**Documento fuente:**
#####

Pablo Cerezal
Las calles de Cochabamba se desperezan al ritmo atropellado de correteos y chillidos de niño. Ha llegado la Navidad y, con ella, centenares de familias que mascullan, entre cariadas y hambrientas dentaduras, ofertando felicitaciones y suplicando limosnas. Han bajado de los escalofríos nevados de la cordillera. Han llegado de la marea estanca del campo. Vienen del lóbrego poblado de madera muerta y pan de ayer, a esta tormenta inversa de cemento y vidrio que es la ciudad. Abandonan paraísos como prados para sembrar destellos de indigencia aquí y allá, entre los adoquines, a la sombra del tráfico, a la puerta de los mercados y entre los labios de las alcantarillas. Y llegan acompañados de sus retoños, que convierten la tragedia de la mendicidad en una comedia de juegos inconscientes, sonrisas dinamitadas y miradas de peluche.
Vienen a la ciudad porque esperan obtener de sus habitantes la limosna que les asegure la continuación de los días. Sueñan hallar la bondad de sus compatriotas, tras esta marea de paz y solidaridad universales que la Navidad, ¡ay!, debería instaurar en los corazones humanos… si de honrar las prédicas de su inventor se tratase. Atestan las calles con sus ropas de carestía y sus proles de apetito, redecorando las aceras en que rompe la marea del consumo y los excedentes. Tan callados, ocupados tan sólo en su mano alzada al transeúnte, a la espera de monedas, migajas, prendas de vestir que les desvistan el miedo a un futuro que, en su caso, llega con adelanto. Tan en silencio, ya digo: como tormenta abortada por los caprichosos designios de la polución.

#####

**Consigna A:**
Responde estas preguntas sobre el texto de la Navidad en Cochabamba:
(i) ¿De dónde han bajado las familias?
(ii) ¿Qué esperan obtener de los habitantes de la ciudad?
(iii) ¿En qué convierten sus retoños la tragedia de la mendicidad?
**Consigna B:** Enumera todos los lugares donde, según el texto de la Navidad en Cochabamba, las familias siembran destellos de indigencia.
Usa solamente el texto como fuente.

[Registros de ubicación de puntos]

#####

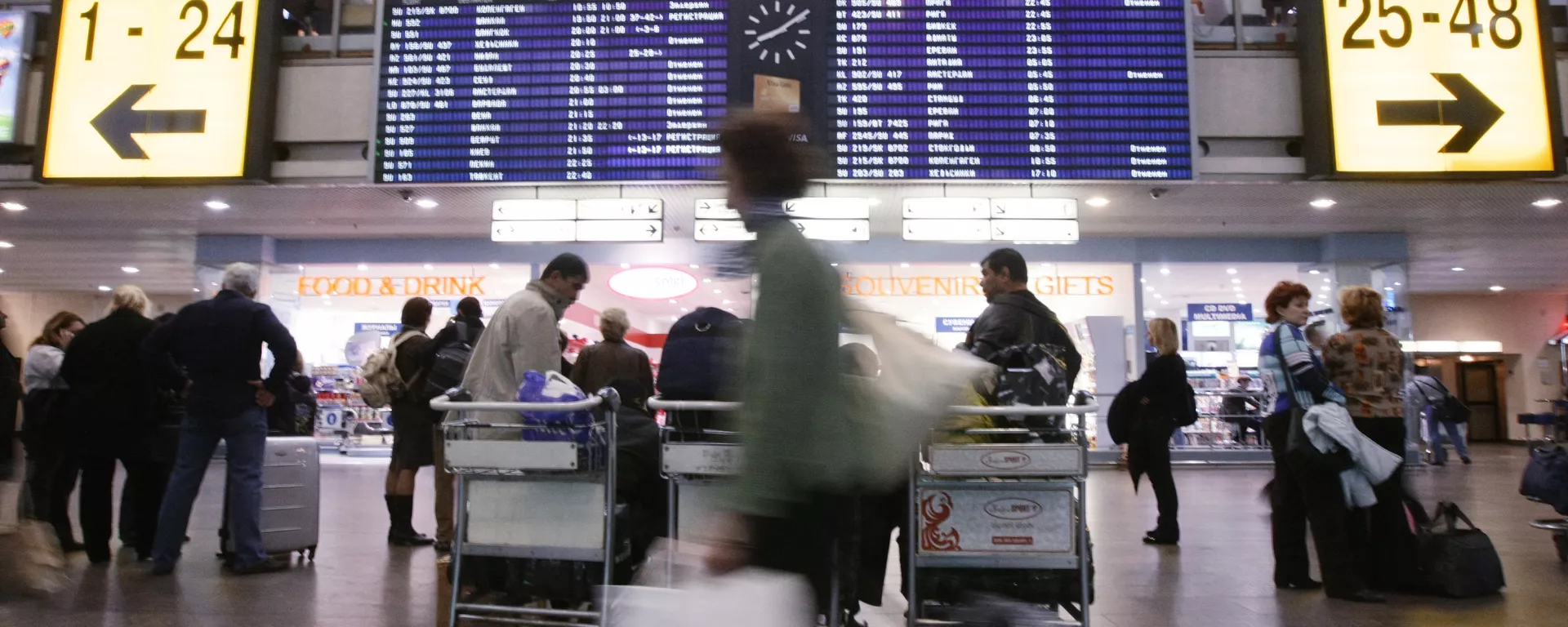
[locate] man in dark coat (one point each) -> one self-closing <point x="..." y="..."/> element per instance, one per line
<point x="1015" y="315"/>
<point x="114" y="405"/>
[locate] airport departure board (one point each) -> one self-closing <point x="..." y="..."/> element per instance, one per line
<point x="610" y="91"/>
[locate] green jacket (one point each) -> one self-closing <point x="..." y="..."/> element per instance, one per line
<point x="797" y="439"/>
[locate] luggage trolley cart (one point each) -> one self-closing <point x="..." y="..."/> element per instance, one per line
<point x="695" y="468"/>
<point x="519" y="499"/>
<point x="1554" y="427"/>
<point x="991" y="507"/>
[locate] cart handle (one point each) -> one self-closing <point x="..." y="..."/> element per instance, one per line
<point x="441" y="403"/>
<point x="1013" y="410"/>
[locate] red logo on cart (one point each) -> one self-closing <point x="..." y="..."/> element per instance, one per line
<point x="1013" y="509"/>
<point x="1005" y="460"/>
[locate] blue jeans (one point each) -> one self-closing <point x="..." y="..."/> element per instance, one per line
<point x="1435" y="434"/>
<point x="243" y="427"/>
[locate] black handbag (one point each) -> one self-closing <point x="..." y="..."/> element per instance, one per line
<point x="1547" y="477"/>
<point x="1459" y="562"/>
<point x="1297" y="444"/>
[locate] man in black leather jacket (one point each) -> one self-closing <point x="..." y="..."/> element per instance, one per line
<point x="1015" y="315"/>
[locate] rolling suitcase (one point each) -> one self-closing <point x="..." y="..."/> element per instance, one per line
<point x="291" y="499"/>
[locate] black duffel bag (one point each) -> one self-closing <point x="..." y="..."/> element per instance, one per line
<point x="1459" y="562"/>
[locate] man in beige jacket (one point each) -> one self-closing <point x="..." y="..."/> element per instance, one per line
<point x="524" y="336"/>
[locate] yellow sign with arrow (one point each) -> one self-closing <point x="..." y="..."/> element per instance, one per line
<point x="153" y="90"/>
<point x="1438" y="87"/>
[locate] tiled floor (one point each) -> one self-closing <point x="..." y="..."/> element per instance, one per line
<point x="1218" y="577"/>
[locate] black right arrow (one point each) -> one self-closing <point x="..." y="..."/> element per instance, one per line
<point x="1470" y="110"/>
<point x="119" y="119"/>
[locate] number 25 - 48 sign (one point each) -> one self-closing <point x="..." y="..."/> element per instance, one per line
<point x="157" y="90"/>
<point x="1437" y="87"/>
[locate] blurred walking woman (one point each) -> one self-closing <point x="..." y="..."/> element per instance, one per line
<point x="1302" y="491"/>
<point x="1368" y="366"/>
<point x="1164" y="410"/>
<point x="52" y="466"/>
<point x="112" y="400"/>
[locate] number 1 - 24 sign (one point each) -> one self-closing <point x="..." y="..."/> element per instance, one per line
<point x="158" y="90"/>
<point x="1431" y="87"/>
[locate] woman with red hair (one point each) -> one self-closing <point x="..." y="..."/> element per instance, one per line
<point x="1302" y="491"/>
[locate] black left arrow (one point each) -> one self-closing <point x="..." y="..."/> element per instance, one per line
<point x="119" y="119"/>
<point x="1470" y="110"/>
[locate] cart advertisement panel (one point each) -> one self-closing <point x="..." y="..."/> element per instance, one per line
<point x="988" y="521"/>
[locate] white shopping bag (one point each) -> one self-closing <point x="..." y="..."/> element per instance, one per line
<point x="751" y="598"/>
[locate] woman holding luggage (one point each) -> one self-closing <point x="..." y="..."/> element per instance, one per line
<point x="1368" y="366"/>
<point x="1303" y="491"/>
<point x="52" y="466"/>
<point x="1164" y="408"/>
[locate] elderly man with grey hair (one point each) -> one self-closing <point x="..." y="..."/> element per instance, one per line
<point x="613" y="358"/>
<point x="212" y="350"/>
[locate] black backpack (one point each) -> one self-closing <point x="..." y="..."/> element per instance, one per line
<point x="698" y="354"/>
<point x="446" y="371"/>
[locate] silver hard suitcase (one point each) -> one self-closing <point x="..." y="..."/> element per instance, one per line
<point x="291" y="499"/>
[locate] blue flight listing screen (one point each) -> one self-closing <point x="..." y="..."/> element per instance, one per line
<point x="612" y="91"/>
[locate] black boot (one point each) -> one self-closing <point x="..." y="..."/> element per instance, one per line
<point x="402" y="531"/>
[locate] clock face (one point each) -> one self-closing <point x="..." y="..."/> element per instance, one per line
<point x="780" y="30"/>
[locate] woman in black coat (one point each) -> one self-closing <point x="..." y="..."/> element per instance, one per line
<point x="1165" y="407"/>
<point x="112" y="402"/>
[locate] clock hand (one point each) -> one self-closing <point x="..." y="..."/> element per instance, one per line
<point x="780" y="30"/>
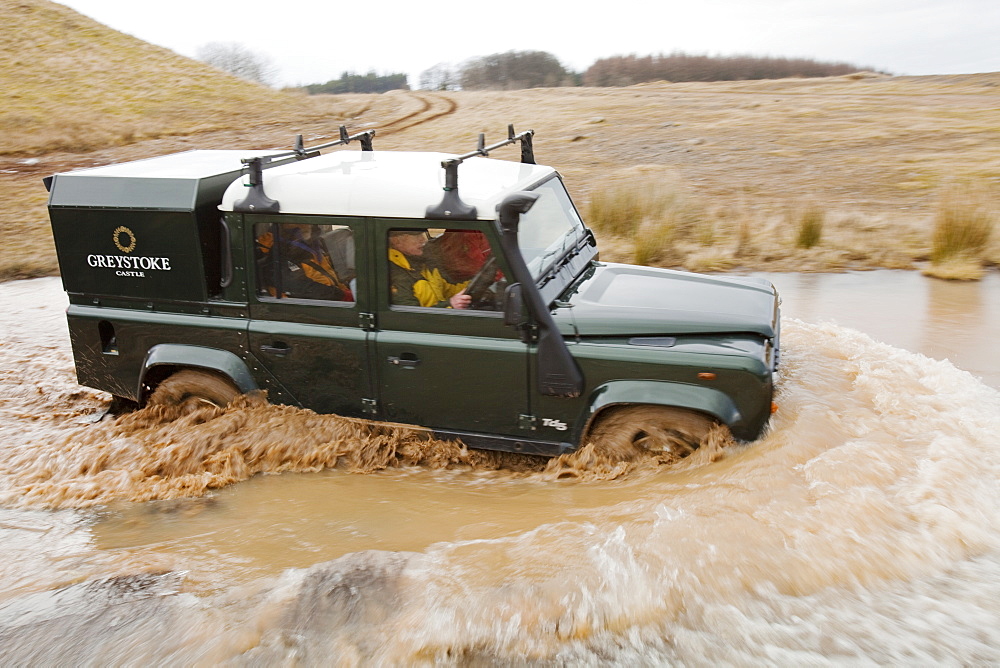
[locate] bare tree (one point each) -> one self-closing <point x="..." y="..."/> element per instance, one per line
<point x="238" y="59"/>
<point x="442" y="76"/>
<point x="514" y="70"/>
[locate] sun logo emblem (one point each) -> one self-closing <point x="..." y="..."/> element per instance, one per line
<point x="128" y="236"/>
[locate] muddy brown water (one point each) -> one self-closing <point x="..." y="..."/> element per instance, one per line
<point x="861" y="529"/>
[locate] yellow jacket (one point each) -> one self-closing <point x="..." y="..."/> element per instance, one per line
<point x="423" y="286"/>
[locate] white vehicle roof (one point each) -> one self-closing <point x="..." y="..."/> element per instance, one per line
<point x="391" y="184"/>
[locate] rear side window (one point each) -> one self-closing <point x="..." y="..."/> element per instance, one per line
<point x="305" y="261"/>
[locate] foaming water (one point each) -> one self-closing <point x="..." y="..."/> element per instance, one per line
<point x="861" y="529"/>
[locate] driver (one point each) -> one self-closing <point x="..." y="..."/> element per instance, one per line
<point x="414" y="280"/>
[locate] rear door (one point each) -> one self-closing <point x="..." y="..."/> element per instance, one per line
<point x="306" y="331"/>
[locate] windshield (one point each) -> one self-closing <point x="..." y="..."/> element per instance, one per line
<point x="549" y="228"/>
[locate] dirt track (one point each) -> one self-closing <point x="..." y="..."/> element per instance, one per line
<point x="873" y="153"/>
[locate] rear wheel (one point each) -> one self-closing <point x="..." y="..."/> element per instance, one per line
<point x="191" y="388"/>
<point x="625" y="432"/>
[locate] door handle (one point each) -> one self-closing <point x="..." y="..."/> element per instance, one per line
<point x="406" y="360"/>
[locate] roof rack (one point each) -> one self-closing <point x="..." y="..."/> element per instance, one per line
<point x="451" y="205"/>
<point x="258" y="202"/>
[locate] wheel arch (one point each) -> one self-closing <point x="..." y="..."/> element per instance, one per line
<point x="164" y="359"/>
<point x="711" y="402"/>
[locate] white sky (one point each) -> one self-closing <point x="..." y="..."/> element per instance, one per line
<point x="313" y="41"/>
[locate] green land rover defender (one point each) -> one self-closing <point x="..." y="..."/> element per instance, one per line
<point x="458" y="293"/>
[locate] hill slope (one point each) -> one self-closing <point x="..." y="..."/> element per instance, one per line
<point x="71" y="83"/>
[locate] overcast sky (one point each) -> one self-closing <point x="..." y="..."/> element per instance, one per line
<point x="313" y="41"/>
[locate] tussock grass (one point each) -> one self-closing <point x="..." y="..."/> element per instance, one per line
<point x="810" y="226"/>
<point x="963" y="225"/>
<point x="639" y="196"/>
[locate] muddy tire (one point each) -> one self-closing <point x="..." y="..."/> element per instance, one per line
<point x="626" y="432"/>
<point x="191" y="388"/>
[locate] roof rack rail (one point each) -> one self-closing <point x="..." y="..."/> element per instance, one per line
<point x="256" y="200"/>
<point x="451" y="205"/>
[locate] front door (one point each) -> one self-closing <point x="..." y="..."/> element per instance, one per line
<point x="443" y="357"/>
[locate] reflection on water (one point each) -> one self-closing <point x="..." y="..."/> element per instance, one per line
<point x="957" y="321"/>
<point x="860" y="529"/>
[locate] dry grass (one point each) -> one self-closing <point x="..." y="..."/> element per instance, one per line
<point x="963" y="227"/>
<point x="810" y="224"/>
<point x="705" y="176"/>
<point x="72" y="84"/>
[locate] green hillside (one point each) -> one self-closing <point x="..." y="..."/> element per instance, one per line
<point x="73" y="84"/>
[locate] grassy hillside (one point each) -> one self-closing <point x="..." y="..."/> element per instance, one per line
<point x="852" y="172"/>
<point x="73" y="84"/>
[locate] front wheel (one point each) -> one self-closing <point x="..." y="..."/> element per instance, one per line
<point x="625" y="432"/>
<point x="190" y="388"/>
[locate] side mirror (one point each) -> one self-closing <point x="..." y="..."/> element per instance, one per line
<point x="513" y="305"/>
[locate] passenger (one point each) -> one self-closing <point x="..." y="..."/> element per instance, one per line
<point x="460" y="253"/>
<point x="414" y="280"/>
<point x="308" y="271"/>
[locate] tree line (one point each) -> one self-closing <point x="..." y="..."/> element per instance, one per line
<point x="371" y="82"/>
<point x="534" y="69"/>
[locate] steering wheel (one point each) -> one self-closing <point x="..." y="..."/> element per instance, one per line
<point x="481" y="282"/>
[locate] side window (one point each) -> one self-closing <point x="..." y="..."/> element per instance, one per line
<point x="305" y="261"/>
<point x="443" y="268"/>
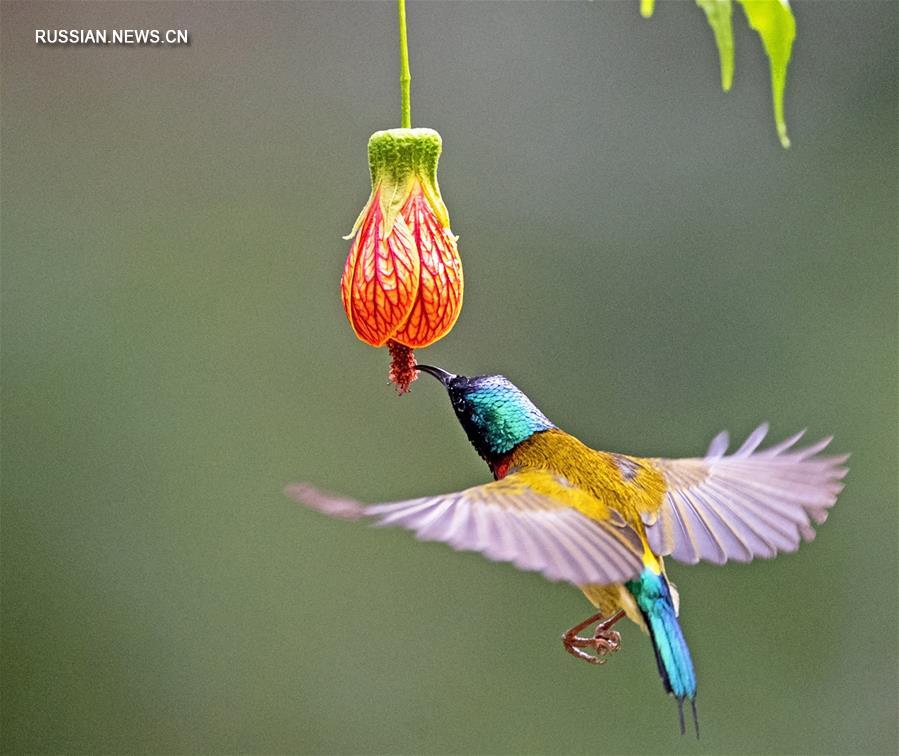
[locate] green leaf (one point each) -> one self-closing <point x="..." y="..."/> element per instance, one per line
<point x="718" y="14"/>
<point x="774" y="22"/>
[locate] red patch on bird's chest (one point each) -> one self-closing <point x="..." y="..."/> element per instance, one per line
<point x="501" y="468"/>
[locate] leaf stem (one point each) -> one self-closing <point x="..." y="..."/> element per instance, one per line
<point x="405" y="76"/>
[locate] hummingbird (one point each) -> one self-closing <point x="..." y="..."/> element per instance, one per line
<point x="604" y="521"/>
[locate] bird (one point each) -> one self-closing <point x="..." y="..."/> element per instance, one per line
<point x="604" y="521"/>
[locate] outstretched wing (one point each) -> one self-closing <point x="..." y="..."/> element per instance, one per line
<point x="508" y="520"/>
<point x="744" y="505"/>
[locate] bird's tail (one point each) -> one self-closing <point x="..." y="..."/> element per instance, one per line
<point x="654" y="599"/>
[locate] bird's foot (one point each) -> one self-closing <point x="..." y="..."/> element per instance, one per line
<point x="604" y="641"/>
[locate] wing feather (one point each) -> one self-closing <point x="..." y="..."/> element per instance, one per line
<point x="752" y="503"/>
<point x="507" y="521"/>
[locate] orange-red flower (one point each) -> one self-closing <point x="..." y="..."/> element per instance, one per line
<point x="402" y="283"/>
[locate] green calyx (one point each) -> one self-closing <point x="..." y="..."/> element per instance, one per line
<point x="398" y="158"/>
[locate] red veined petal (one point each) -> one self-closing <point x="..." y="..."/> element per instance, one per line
<point x="380" y="278"/>
<point x="439" y="298"/>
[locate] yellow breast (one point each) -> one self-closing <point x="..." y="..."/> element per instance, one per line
<point x="627" y="485"/>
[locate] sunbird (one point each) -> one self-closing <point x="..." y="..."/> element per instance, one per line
<point x="605" y="521"/>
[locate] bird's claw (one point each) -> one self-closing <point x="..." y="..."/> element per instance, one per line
<point x="603" y="643"/>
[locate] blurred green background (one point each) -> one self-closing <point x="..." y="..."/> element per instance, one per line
<point x="641" y="257"/>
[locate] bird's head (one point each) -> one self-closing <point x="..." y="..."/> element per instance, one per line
<point x="496" y="414"/>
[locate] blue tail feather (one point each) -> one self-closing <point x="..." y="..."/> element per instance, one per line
<point x="653" y="598"/>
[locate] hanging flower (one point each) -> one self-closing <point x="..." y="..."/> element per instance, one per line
<point x="402" y="283"/>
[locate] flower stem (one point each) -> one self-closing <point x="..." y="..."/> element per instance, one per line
<point x="405" y="76"/>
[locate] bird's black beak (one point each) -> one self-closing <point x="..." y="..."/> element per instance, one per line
<point x="440" y="375"/>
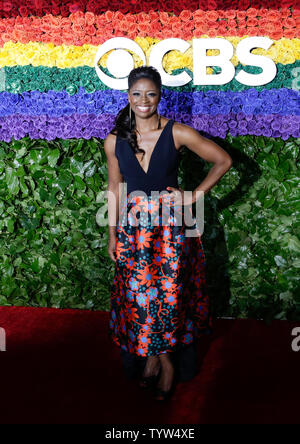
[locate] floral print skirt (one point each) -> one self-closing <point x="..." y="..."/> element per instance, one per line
<point x="158" y="295"/>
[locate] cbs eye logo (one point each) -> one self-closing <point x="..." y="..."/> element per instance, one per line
<point x="119" y="62"/>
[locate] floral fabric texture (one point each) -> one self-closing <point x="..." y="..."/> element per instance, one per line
<point x="158" y="296"/>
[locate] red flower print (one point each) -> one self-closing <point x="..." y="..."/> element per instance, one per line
<point x="143" y="238"/>
<point x="147" y="276"/>
<point x="168" y="285"/>
<point x="170" y="299"/>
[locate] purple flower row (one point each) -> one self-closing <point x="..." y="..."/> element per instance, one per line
<point x="92" y="125"/>
<point x="59" y="103"/>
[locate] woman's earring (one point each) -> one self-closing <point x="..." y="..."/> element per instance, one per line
<point x="158" y="115"/>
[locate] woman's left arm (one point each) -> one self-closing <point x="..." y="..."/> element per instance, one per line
<point x="208" y="150"/>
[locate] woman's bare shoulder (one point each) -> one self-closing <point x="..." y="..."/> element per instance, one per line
<point x="110" y="143"/>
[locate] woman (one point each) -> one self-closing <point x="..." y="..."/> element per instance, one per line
<point x="158" y="300"/>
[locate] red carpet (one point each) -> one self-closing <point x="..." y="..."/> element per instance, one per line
<point x="61" y="367"/>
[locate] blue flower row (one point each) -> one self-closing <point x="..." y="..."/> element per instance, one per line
<point x="91" y="125"/>
<point x="59" y="103"/>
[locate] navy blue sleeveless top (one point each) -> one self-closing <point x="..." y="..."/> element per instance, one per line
<point x="163" y="167"/>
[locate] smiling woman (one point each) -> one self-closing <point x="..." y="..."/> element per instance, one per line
<point x="159" y="303"/>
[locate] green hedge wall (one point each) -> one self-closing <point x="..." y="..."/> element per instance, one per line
<point x="54" y="254"/>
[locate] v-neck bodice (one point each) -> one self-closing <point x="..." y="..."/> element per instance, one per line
<point x="163" y="165"/>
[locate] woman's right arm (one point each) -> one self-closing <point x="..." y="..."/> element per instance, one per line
<point x="114" y="179"/>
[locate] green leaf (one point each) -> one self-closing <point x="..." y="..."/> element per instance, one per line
<point x="53" y="157"/>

#####

**Solución desarrollada A:**
(i) De los escalofríos nevados de la cordillera.
(ii) La limosna que les asegure la continuación de los días.
(iii) En una comedia de juegos inconscientes, sonrisas dinamitadas y miradas de peluche.

**Solución desarrollada B:**
- Entre los adoquines
- A la sombra del tráfico
- A la puerta de los mercados
- Entre los labios de las alcantarillas